_What you are asked to do_
Copy the lines below word for word, but leave out the pictures.

--- Records for processing ---

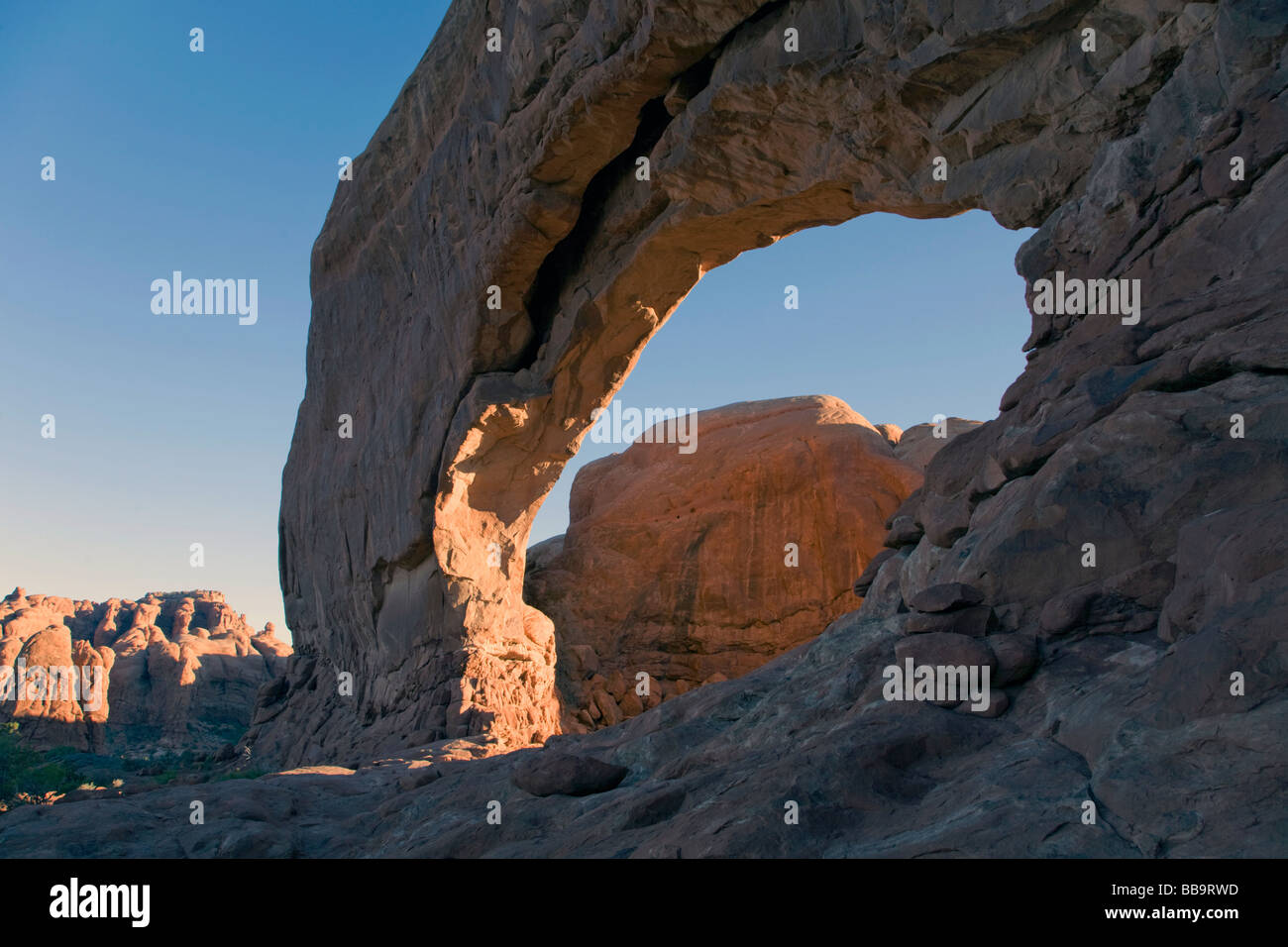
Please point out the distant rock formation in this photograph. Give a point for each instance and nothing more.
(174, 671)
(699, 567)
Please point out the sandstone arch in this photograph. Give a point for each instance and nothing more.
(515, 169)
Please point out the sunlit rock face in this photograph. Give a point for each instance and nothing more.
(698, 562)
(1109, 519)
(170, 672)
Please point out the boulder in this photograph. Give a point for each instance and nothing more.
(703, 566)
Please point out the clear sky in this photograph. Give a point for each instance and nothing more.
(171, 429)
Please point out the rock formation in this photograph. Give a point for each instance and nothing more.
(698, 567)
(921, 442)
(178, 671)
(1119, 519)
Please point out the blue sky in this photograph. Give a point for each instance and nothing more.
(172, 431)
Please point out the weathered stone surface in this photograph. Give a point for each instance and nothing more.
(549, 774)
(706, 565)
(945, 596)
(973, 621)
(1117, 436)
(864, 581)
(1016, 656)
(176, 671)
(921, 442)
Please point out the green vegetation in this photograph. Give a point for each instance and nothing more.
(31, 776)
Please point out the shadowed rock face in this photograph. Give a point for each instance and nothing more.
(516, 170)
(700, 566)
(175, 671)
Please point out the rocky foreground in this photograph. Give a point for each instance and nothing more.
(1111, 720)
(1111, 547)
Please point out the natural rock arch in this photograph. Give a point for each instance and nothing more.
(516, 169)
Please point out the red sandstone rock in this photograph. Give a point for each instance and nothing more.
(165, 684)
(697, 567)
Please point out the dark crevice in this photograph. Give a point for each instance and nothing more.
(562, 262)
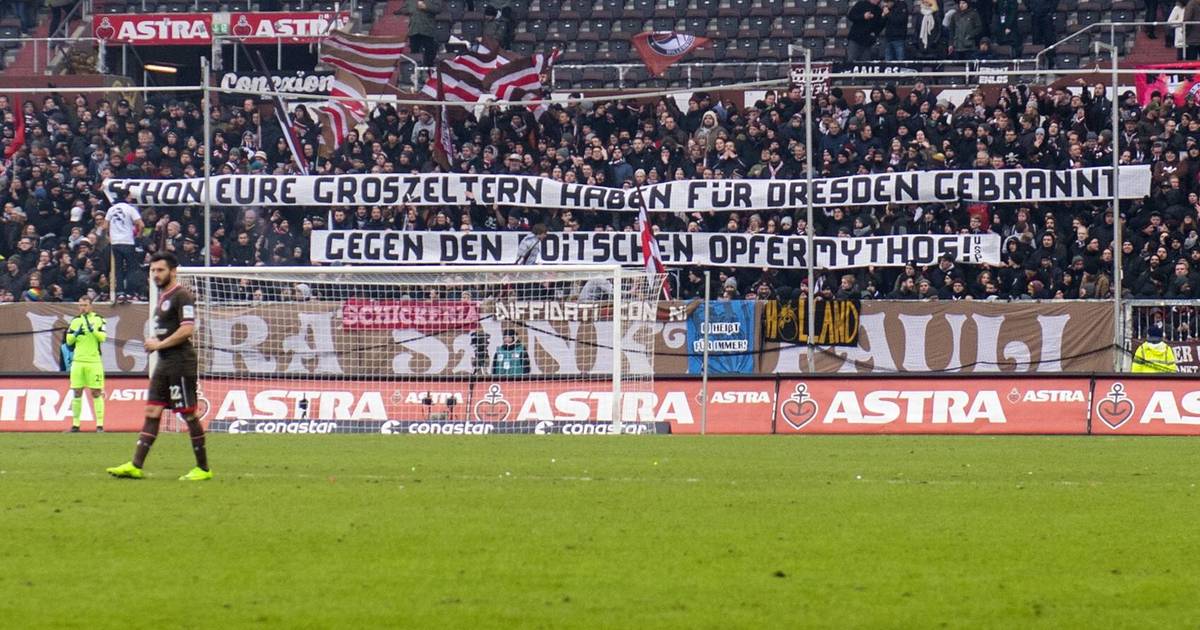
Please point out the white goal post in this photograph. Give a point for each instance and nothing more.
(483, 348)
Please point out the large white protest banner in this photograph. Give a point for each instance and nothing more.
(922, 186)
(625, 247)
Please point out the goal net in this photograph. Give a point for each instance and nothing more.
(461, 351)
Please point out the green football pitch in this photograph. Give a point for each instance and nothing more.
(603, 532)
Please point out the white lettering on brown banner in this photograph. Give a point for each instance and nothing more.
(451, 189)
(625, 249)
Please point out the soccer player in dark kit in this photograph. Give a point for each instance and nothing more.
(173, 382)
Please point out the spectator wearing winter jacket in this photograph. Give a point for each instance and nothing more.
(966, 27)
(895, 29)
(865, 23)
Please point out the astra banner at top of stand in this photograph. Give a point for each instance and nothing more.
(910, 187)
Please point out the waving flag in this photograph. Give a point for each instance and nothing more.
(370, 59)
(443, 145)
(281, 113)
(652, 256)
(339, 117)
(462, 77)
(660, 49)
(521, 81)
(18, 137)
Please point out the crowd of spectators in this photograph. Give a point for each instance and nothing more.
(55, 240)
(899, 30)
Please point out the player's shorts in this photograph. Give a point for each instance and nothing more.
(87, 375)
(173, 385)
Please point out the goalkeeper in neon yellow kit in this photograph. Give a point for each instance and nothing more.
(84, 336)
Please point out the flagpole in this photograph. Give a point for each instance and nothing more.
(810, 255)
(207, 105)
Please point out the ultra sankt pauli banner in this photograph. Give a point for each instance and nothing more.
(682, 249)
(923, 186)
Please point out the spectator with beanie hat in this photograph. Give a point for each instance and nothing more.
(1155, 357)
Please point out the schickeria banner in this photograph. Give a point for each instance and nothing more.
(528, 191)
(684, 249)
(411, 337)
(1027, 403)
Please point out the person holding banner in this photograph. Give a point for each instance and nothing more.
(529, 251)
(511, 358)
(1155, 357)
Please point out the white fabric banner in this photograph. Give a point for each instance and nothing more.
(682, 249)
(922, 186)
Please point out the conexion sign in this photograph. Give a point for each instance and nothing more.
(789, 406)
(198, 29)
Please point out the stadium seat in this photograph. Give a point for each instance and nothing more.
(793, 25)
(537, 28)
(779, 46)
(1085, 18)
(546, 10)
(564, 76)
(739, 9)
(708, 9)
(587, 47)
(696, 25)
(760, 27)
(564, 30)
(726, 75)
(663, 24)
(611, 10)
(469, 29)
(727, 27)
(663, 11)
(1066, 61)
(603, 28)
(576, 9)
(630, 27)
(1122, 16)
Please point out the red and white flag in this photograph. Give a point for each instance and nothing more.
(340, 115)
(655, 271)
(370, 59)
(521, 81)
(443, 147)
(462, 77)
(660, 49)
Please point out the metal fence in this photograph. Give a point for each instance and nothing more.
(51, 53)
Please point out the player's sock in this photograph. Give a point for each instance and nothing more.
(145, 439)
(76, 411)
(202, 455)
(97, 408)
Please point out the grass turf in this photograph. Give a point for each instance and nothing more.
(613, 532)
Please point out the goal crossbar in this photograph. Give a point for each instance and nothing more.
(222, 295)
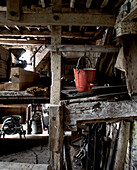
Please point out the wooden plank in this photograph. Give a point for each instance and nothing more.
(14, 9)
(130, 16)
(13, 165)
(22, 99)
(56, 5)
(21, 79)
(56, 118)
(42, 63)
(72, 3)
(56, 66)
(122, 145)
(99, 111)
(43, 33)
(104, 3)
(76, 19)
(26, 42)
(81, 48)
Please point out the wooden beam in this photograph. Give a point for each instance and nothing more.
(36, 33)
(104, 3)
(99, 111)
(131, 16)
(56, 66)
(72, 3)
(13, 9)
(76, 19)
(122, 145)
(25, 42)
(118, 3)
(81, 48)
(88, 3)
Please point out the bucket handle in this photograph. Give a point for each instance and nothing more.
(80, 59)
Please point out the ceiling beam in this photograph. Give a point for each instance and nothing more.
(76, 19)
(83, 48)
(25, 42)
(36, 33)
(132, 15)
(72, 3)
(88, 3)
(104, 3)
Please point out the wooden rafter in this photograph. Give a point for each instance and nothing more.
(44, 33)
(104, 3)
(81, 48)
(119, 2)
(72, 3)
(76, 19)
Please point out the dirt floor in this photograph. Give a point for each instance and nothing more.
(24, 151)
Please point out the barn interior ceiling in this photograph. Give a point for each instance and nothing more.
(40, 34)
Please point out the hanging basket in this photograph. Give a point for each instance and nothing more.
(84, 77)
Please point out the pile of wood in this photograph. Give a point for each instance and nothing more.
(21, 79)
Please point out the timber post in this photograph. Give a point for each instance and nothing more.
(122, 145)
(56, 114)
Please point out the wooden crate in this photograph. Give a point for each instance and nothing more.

---

_Full answer_
Please point out the distant rock formation in this photograph. Give a point for each instance and nothing more.
(174, 671)
(699, 567)
Please point out the sandstone arch in this photograph. Give a point for each instance and nothing more.
(515, 169)
Please point out the sunlit rock face in this photograph. Give a point for each instance and nothing more.
(698, 562)
(1109, 519)
(170, 672)
Please point out the boulder in this photograph. Give a point for each instance and nothing more.
(703, 566)
Please point out the clear sky in this photograph. Give a point for each instance and nothing more.
(171, 429)
Please point out the rock formation in this photograph. Give a point for each instance and nothing more.
(698, 567)
(921, 442)
(178, 671)
(1119, 519)
Please point out the blue sky in this photograph. Give a point for each instance and nothing more.
(172, 431)
Please point out the weathered stone surface in this photograph. Give a point for each instance and nothing more.
(549, 774)
(706, 565)
(945, 596)
(973, 621)
(1117, 436)
(864, 581)
(1016, 656)
(176, 671)
(921, 442)
Please point out the green vegetation in this photograph. Give a point for each instance and nothing more.
(31, 776)
Please point out the shadowed rock face in this photograph. Give a point for each instance and nothing more.
(516, 170)
(700, 566)
(175, 671)
Please point out the rocky foreground in this photograph. Give a point for each instance and nothing more.
(1111, 720)
(1111, 547)
Please point out the natural rock arch in this photograph. Give a point for each instance and nothing more.
(516, 169)
Please point out the red sandstone rock in this photograph. Give a point for each instance and nothing more.
(165, 684)
(697, 567)
Please point out the dark crevice in this photograph. Give a point for each instance and nothing more.
(562, 262)
Please point out the white goal post in this photograph. Give a point for each instance and nothing more.
(483, 348)
Please point out the large white protest banner in this photograph. Give a point for each instance and nothing more.
(922, 186)
(625, 247)
Please point out the goal net in this photograph. Give a point for each instance and nothing more.
(461, 351)
Please point out the green football pitch in this photograph. Give a point for each instance and nothing more.
(603, 532)
Please point out the white lettering on brown banner in this photograph. Give a point for each instance and nothing more.
(451, 189)
(625, 249)
Please point out the soccer player in dark kit in this photograph. Give a point for each instance and nothing more.
(173, 382)
Please point out the spectator wearing winter jacket in this photograph. Give a point for each instance and nothing more.
(966, 27)
(895, 29)
(865, 23)
Please point out the astra banner at top of stand in this photograph. Give a point for each instance and nothing more.
(910, 187)
Please point out the waving flag in this photograph. Give a point for each instance and nothing more.
(370, 59)
(443, 145)
(281, 113)
(652, 256)
(339, 117)
(462, 77)
(660, 49)
(521, 81)
(18, 137)
Please point out the crowd of spectators in this photograph. Give a point for each instance and nothing more.
(55, 240)
(899, 30)
Please point out the player's shorts in this photograph. Give a point for each instance and nothing more.
(87, 375)
(173, 385)
Please point out the goalkeeper in neon yellow kit in this photograph. Give a point for each instance and nothing more.
(84, 336)
Please point out the flagpole in this photograph. Give a point for each instance and nothing more.
(810, 255)
(207, 105)
Please point out the ultra sankt pauli banner in this photograph. Give a point for each instance and nothing more.
(682, 249)
(923, 186)
Please point out the spectator with beanie hat in this photograph. Give a point for each instance and nothing more.
(1155, 357)
Please point out the schickeria banner in this photograph. Give a point for each instance and nothing more.
(528, 191)
(684, 249)
(411, 337)
(1027, 403)
Please point out the person holding banner in this photograph. Give a point for each instance and nothing more.
(529, 251)
(511, 358)
(1155, 357)
Please point out the white fabric banner in this photograph. Give a point for each instance and nothing more.
(682, 249)
(922, 186)
Please point out the conexion sign in this photograph. Give a point for each instance and nothing more.
(789, 406)
(198, 29)
Please point out the stadium seat in this photograph. Give a point for each instance and nothing more.
(793, 25)
(537, 28)
(779, 46)
(1085, 18)
(546, 10)
(564, 76)
(739, 9)
(708, 9)
(587, 47)
(696, 25)
(760, 27)
(564, 30)
(726, 75)
(663, 24)
(611, 10)
(469, 29)
(727, 27)
(663, 11)
(1066, 61)
(603, 28)
(576, 9)
(630, 27)
(1122, 16)
Please point out the red and white flag in this photograph. Give a point for each instance and nothing more.
(340, 115)
(655, 271)
(370, 59)
(521, 81)
(443, 147)
(462, 77)
(660, 49)
Please point out the metal fence in this photograph. Give a point for each instance and nothing more.
(51, 53)
Please point out the player's sock in this photograph. Give a point for each instance and nothing more.
(145, 439)
(76, 411)
(202, 455)
(97, 408)
Please point out the grass turf in this photograph. Give a point for each instance and nothing more.
(613, 532)
Please point out the goal crossbar in this photograph. Give a point for each instance and nothing more.
(222, 295)
Please point out the wooden plank in this photograph. Give a point for each instance and nothing more.
(14, 9)
(130, 16)
(13, 165)
(22, 99)
(56, 5)
(21, 79)
(56, 118)
(42, 63)
(72, 3)
(56, 66)
(122, 145)
(99, 111)
(43, 33)
(104, 3)
(76, 19)
(26, 42)
(81, 48)
Please point out the wooden beam in this photograph. Give a point for each instance and nothing more.
(36, 33)
(104, 3)
(99, 111)
(131, 16)
(56, 66)
(72, 3)
(13, 9)
(76, 19)
(122, 145)
(25, 42)
(118, 3)
(81, 48)
(88, 3)
Please point out the bucket handle in this photograph. Give a point for each instance and nothing more.
(80, 59)
Please point out the ceiling beam in this photograph. Give a point for each instance and nothing more.
(76, 19)
(83, 48)
(25, 42)
(36, 33)
(132, 15)
(72, 3)
(88, 3)
(104, 3)
Please point out the wooden rafter in this photograph. Give a point for each instance and nothing more.
(44, 33)
(104, 3)
(81, 48)
(119, 2)
(72, 3)
(76, 19)
Please point out the dirt floor in this photograph. Give a point for each instance and nothing more.
(24, 151)
Please point out the barn interior ceiling in this photograph. Give a point for each instance and nothing more.
(40, 34)
Please point out the hanging basket in this photograph. Give a point for each instance and nothing more.
(84, 77)
Please point out the pile of wood in this photograph. Give a point for each instance and nothing more.
(21, 79)
Please point out the timber post in this photograph. Give a point for each instance and nothing more.
(122, 145)
(56, 114)
Please point out the wooden crate in this photograph. Give a point for each instance and nothing more.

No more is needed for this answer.